## Objective:
In the excerpt on buying stone countertops, how much time does the author expect a reader to invest in reading the post?

If you’ve read any of our previous blogs, you’ve likely landed here thinking you’re getting a creative masterclass in wit, in addition to a dose of knowledge about natural stone countertops. Well, sorry to say this one’s all business. We’ve noticed recently that a lot of folks come in to shop for granite and quartz kitchen countertops without knowing some essential aspects about the buying process, end product, or scheduling timeline. It is in this vein (pun intended...I just couldn’t resist) that I’ve put together a comprehensive blog that takes a deep dive into what you should know before you ever seek out a fabricator to do your project. By the time you’ve invested 20-30 minutes into reading this post you’ll be ready to confidently take on the search for stone with fewer unknowns along the way!

 

 

1) Picking Your Own Slabs

 

When most people shop for natural stone countertops, choosing the right color is the biggest priority. After all, granite and quartz aren’t the cheapest options, they’ll last as long as you want to keep them, and with many hundreds of colors out there to choose from, the curse-of-choice is easily cast upon anyone who struggles with indecision. Further complicating matters can be the variation between slabs found in all natural stone. What happens when even slabs with the same name don’t look very much alike? The answer is to communicate early about color variation with your fabricator, and to perhaps consider taking a trip to a stone vendor to hand-pick your slabs. Here’s what you need to know about this step of the process:

 

  • When is it appropriate for me to pick my slabs?

## Data section:

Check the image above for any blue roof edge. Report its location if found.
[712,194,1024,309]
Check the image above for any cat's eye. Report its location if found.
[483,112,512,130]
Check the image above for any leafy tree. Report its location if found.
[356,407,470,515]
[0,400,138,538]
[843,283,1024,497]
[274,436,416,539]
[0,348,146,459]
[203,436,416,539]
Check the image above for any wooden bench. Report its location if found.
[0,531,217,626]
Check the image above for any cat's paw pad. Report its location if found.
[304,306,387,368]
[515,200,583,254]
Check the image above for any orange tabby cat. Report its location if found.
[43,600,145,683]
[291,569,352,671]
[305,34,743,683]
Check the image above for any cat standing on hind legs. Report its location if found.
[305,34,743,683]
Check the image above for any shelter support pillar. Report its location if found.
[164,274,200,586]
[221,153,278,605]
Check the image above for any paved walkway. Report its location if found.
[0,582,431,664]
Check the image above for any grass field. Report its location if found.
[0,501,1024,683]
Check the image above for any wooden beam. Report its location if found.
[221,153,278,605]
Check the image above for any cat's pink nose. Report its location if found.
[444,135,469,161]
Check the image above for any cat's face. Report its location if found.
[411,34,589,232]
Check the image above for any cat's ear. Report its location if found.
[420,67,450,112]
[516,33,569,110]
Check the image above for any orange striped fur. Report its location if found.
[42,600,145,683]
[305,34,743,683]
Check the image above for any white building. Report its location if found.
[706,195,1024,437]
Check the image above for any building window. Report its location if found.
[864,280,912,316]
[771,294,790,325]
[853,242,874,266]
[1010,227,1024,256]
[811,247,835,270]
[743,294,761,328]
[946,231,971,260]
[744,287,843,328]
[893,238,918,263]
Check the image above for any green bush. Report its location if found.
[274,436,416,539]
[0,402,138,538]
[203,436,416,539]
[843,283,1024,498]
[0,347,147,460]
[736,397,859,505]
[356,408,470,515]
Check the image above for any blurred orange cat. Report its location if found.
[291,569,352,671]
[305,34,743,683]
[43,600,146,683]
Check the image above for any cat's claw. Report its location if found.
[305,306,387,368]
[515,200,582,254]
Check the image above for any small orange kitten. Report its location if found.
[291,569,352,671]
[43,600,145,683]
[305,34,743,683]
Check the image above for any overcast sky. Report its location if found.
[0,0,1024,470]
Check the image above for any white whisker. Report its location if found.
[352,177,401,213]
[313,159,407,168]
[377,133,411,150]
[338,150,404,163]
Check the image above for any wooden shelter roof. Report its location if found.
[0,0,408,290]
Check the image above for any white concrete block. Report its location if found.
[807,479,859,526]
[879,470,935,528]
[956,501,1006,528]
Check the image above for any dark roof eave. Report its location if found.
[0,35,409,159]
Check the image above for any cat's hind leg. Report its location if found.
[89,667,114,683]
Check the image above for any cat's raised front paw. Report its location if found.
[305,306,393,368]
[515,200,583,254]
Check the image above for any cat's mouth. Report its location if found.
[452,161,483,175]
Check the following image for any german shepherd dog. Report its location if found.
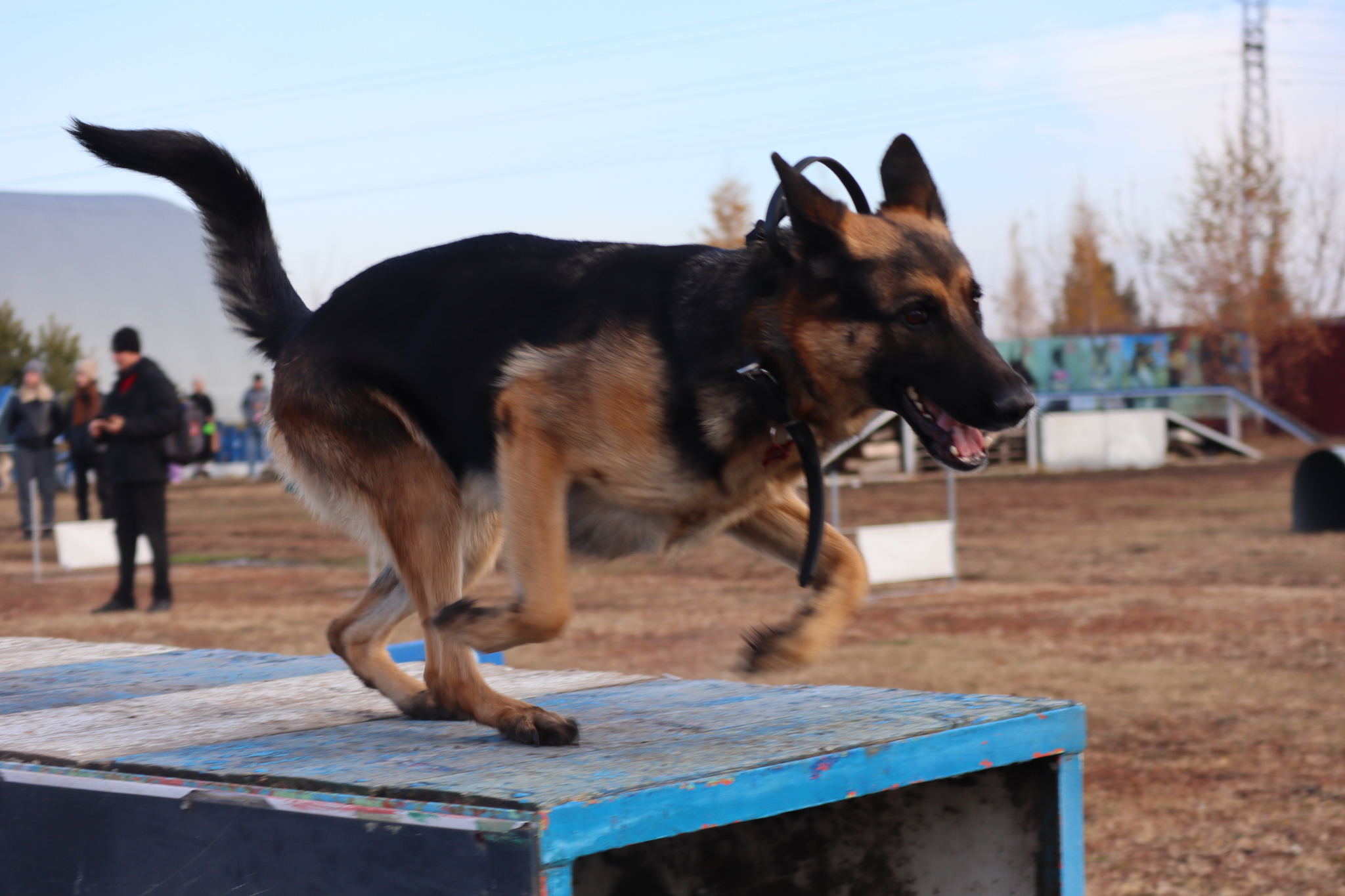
[70,121,1033,746]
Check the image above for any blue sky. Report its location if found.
[0,0,1345,329]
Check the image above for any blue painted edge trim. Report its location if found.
[538,863,574,896]
[387,641,504,666]
[539,705,1087,865]
[1056,752,1084,896]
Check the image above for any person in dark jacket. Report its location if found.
[89,326,181,612]
[5,358,66,539]
[66,357,112,520]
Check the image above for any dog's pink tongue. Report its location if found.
[935,408,986,457]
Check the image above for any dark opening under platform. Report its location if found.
[0,638,1084,896]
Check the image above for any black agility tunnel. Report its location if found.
[1294,447,1345,532]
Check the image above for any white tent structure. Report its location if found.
[0,192,271,422]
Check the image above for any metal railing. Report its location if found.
[1036,385,1326,444]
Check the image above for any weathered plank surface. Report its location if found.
[0,662,650,761]
[114,680,1082,807]
[0,638,181,672]
[0,650,345,714]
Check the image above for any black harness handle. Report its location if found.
[761,156,873,265]
[738,156,873,587]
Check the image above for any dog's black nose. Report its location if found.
[994,385,1037,426]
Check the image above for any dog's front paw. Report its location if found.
[401,691,471,721]
[496,704,580,747]
[742,626,811,673]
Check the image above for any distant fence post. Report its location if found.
[898,416,916,475]
[28,475,41,582]
[1025,408,1041,473]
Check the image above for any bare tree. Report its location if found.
[1291,160,1345,318]
[0,299,35,385]
[35,314,82,395]
[1165,139,1329,398]
[701,176,753,249]
[1050,195,1139,335]
[1000,222,1042,339]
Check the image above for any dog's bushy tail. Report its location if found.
[68,119,312,362]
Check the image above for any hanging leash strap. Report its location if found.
[738,156,873,587]
[738,362,827,588]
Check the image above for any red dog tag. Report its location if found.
[761,440,793,466]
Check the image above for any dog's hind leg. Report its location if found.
[729,494,869,672]
[435,393,574,653]
[327,566,467,719]
[370,440,579,746]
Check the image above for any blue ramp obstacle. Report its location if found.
[0,638,1084,896]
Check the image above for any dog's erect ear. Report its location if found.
[878,135,948,223]
[771,153,846,258]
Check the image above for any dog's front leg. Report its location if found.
[729,494,869,672]
[435,406,573,653]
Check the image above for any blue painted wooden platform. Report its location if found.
[0,638,1086,896]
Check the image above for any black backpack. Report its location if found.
[164,402,206,465]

## Answer to the task:
20-30 minutes.